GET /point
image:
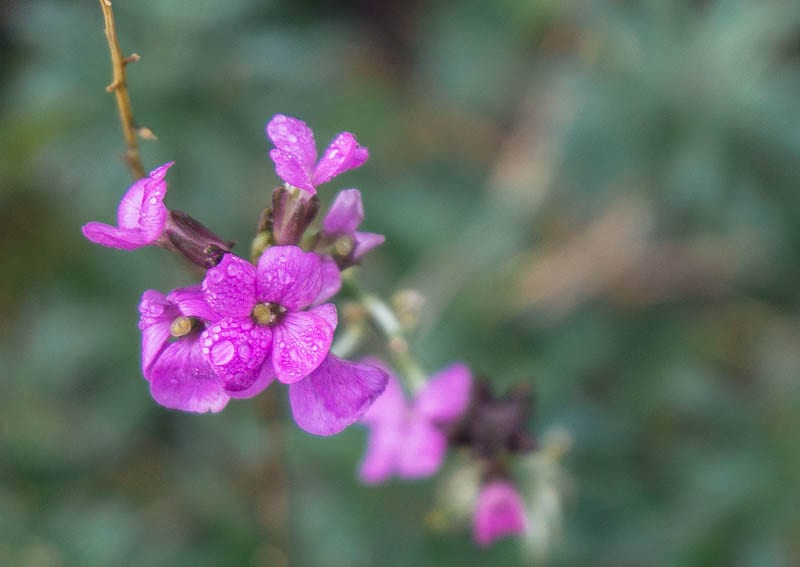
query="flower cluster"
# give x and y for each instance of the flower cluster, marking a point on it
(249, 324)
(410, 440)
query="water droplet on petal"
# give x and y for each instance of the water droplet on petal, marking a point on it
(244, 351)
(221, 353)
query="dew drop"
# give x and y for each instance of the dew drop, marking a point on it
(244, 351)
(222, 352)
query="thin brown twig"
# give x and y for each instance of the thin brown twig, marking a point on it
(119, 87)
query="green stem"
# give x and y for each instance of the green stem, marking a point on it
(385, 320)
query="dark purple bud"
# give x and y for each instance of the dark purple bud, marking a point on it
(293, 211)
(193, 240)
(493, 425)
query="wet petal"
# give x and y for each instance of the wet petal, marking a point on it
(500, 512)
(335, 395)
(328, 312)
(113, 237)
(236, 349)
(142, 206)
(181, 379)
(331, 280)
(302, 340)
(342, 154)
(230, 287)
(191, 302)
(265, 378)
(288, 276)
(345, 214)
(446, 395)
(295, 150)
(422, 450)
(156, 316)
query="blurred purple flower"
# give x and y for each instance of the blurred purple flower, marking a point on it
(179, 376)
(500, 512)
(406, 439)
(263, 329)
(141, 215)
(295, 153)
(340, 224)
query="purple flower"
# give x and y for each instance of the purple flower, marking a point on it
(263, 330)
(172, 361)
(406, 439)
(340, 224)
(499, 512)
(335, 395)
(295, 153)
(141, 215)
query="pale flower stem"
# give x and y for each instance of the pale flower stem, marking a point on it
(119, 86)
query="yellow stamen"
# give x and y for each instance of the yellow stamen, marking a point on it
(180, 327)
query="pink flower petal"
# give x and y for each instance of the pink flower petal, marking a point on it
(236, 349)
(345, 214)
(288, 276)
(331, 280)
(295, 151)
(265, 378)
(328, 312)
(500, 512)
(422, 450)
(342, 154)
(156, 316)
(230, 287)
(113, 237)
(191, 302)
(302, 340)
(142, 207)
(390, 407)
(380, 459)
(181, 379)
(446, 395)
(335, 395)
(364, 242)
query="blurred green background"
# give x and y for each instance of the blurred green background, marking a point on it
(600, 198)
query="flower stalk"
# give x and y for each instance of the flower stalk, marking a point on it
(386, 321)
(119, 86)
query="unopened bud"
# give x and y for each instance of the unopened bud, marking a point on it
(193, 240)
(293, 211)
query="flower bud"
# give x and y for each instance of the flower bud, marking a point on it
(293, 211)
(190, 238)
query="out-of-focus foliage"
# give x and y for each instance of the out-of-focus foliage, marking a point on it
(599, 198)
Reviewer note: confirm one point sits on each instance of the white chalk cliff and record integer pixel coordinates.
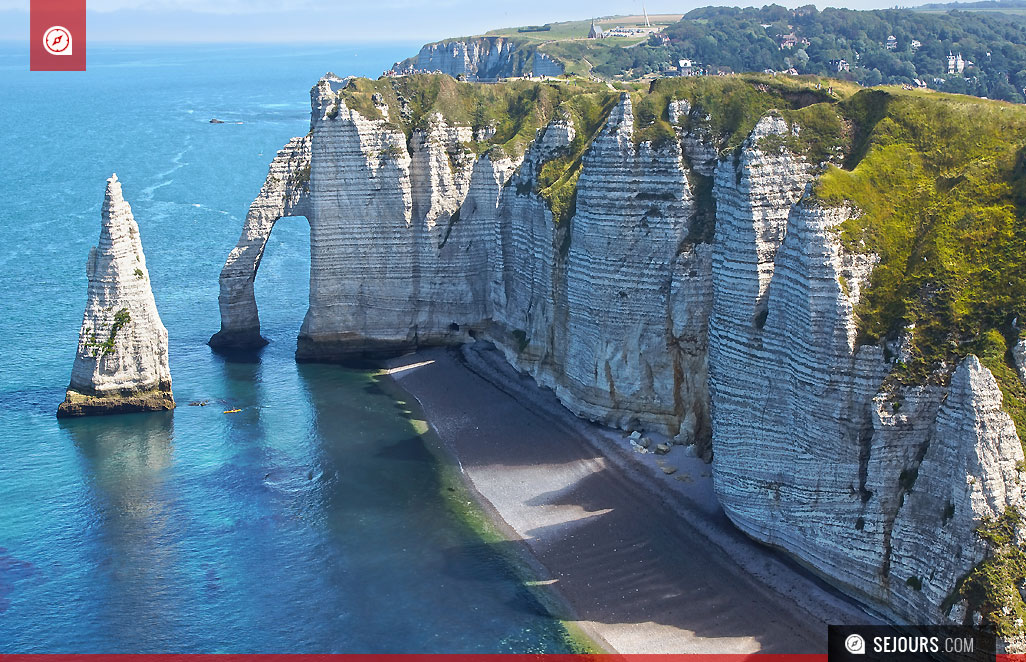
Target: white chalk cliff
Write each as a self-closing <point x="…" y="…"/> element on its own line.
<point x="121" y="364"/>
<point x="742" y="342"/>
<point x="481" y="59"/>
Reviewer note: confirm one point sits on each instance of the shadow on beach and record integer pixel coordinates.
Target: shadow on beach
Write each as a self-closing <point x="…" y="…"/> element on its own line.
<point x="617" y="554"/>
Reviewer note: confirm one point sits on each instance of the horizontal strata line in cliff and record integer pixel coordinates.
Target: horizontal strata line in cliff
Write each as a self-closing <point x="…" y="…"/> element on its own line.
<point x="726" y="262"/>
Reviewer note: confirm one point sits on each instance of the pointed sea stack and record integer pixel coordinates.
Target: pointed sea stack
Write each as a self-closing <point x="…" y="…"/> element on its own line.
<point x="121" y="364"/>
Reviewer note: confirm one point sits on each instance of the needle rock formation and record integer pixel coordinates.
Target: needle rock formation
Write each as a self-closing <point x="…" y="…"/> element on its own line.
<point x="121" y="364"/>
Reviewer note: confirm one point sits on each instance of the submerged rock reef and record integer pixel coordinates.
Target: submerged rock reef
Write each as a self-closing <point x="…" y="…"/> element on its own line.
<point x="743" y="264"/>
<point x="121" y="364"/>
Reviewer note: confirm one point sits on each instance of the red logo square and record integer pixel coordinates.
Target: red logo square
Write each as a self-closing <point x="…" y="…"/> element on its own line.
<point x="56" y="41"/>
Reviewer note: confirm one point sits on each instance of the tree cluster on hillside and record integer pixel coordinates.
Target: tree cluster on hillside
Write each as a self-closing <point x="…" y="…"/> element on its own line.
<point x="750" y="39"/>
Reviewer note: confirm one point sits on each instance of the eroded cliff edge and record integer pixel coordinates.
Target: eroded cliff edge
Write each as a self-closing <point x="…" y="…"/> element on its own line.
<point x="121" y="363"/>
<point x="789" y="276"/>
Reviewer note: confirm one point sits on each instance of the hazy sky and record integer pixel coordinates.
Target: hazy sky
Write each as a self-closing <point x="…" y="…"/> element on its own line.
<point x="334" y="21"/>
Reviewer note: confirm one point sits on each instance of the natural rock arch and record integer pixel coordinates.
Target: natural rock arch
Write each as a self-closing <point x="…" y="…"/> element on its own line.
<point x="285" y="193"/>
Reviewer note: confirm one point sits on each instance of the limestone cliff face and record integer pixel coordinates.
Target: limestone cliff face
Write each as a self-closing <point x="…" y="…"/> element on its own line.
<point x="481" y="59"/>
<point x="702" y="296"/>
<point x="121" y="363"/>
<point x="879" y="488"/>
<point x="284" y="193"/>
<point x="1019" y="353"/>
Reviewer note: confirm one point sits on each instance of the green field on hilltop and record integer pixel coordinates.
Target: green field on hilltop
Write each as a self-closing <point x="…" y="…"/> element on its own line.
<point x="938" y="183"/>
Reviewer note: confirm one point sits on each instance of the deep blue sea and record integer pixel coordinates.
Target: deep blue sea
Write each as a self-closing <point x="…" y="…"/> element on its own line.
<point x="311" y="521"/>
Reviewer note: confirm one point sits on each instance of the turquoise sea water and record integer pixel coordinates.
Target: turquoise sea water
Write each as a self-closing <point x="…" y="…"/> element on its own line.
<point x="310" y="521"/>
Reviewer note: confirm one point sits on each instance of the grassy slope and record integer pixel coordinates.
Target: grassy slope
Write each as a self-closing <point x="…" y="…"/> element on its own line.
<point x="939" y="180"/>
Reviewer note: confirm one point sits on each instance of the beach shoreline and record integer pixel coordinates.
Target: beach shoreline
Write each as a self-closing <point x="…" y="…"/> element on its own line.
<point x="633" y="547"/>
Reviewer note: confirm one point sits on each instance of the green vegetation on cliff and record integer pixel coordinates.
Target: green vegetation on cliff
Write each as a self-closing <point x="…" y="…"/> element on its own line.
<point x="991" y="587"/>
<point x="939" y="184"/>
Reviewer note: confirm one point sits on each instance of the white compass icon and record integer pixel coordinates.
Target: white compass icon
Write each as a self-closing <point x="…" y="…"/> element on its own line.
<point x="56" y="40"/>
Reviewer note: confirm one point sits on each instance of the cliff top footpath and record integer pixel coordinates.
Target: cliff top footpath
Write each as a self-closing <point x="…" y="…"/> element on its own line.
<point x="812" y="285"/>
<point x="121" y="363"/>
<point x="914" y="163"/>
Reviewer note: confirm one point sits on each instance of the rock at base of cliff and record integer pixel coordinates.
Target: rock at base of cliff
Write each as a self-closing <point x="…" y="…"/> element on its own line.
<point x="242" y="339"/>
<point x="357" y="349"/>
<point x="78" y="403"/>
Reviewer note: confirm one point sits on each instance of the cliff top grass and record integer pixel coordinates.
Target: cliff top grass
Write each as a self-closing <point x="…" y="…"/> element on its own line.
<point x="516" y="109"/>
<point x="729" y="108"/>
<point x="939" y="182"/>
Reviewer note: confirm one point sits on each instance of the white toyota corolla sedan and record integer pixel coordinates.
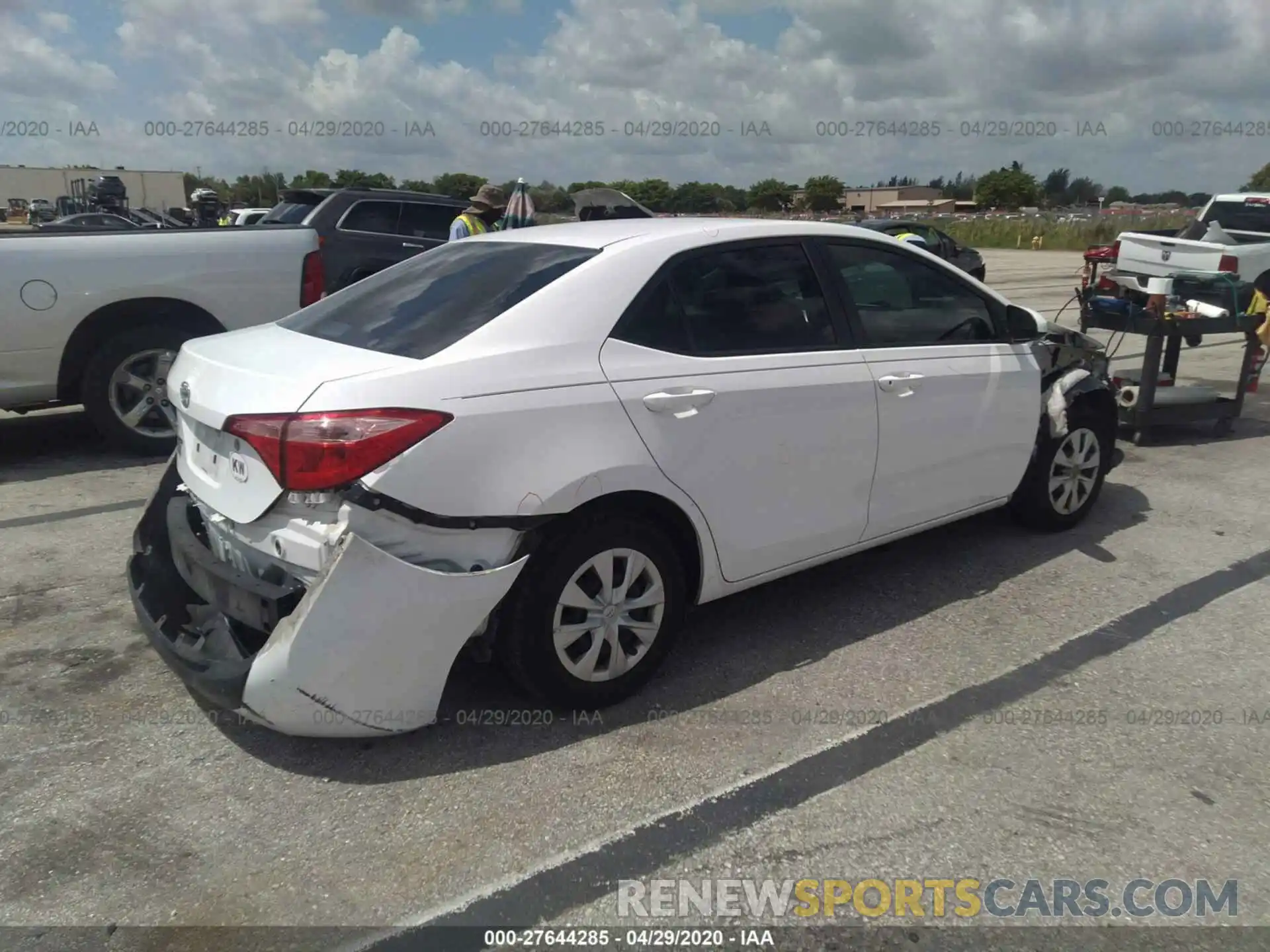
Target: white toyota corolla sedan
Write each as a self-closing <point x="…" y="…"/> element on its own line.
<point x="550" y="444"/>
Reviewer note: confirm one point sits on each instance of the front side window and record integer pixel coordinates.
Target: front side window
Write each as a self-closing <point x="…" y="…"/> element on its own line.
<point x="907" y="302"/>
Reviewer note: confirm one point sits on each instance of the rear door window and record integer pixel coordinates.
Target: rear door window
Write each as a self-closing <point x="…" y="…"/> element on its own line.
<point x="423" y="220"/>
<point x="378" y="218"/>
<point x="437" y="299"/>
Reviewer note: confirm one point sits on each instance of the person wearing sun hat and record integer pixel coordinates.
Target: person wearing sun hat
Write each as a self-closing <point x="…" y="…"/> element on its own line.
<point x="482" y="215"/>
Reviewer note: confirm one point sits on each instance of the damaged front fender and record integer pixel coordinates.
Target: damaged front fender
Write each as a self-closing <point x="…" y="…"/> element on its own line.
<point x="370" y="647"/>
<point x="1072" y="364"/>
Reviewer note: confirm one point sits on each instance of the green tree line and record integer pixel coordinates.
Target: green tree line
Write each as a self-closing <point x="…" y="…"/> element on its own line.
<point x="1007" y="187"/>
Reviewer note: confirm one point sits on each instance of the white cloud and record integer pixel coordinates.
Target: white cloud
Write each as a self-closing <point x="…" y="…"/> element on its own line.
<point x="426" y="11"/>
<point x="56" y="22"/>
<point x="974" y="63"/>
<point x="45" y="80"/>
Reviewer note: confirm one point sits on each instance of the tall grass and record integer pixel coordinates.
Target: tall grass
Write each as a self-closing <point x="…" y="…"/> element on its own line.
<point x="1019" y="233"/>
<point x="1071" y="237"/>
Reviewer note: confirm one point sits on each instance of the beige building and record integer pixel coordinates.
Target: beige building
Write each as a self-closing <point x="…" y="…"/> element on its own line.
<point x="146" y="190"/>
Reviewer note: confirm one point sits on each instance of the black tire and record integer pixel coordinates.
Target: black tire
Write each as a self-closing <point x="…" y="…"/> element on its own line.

########################################

DO THIS:
Print only the lines from the one with "door window and record integer pixel coordinates." to the end of the records, both included.

ANSWER IN FULL:
Reviewer note: confirm one point sits on each instance of the rear door window and record integer pixel coordinates.
Target: rear door window
Write each as a self-closing <point x="…" y="…"/> element on its own line.
<point x="423" y="220"/>
<point x="378" y="218"/>
<point x="437" y="299"/>
Reviewer note: confirm one point sits on each instance of the person wearing sun hat and record integer pixel coordinates.
Target: person wearing sun hat
Write each as a self-closing <point x="…" y="…"/> element on its own line.
<point x="482" y="215"/>
Reviewer note: confirm one point sits on each instance of the damaged front fender and record integer pixel coordinates.
Target: damaged front fender
Write each as a self-closing <point x="…" y="…"/> element on its own line.
<point x="370" y="647"/>
<point x="1072" y="364"/>
Reviewer note: confirm one point sits on each instance of the green tree line and record integer pixel coordinates.
Target: green tree line
Write each as a self-closing <point x="…" y="…"/> element on its own line.
<point x="1007" y="187"/>
Reviewer note: confirm one point sits on each instance of the white cloud and record integer pixel coordinates.
Target: white cloud
Write each as a self-closing <point x="…" y="…"/> element on its own line.
<point x="426" y="11"/>
<point x="56" y="22"/>
<point x="974" y="63"/>
<point x="45" y="80"/>
Reviewer note: confirm one point sits on each instance of the tall grass and record integer pixel coordinates.
Target: tall grass
Write each as a self-closing <point x="…" y="…"/> element on its own line.
<point x="1019" y="233"/>
<point x="1071" y="237"/>
Reviewer note: confirm one point sits on each instance of the beige building and record integer pixel coordinates.
Target: beige building
Write each as a self-closing <point x="…" y="…"/> element on its own line.
<point x="146" y="190"/>
Reviewer note: confirm one point sits on each instance of the black tire and record integer pixel coordinates.
Target: black tire
Write each as a self-closing <point x="…" y="…"/> element on its own line.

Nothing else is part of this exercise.